Problem statement. Your task is to print all of the material verbatim.

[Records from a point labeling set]
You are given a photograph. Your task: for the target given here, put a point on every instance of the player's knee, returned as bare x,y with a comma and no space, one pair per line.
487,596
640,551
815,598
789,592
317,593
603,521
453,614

The output.
You are given a photograph. Your task: for the target given here, put a point on every instance of the player's knee, returned as bare x,y with a comma and no space, one pair per line.
487,596
640,551
815,598
789,592
317,593
603,521
453,614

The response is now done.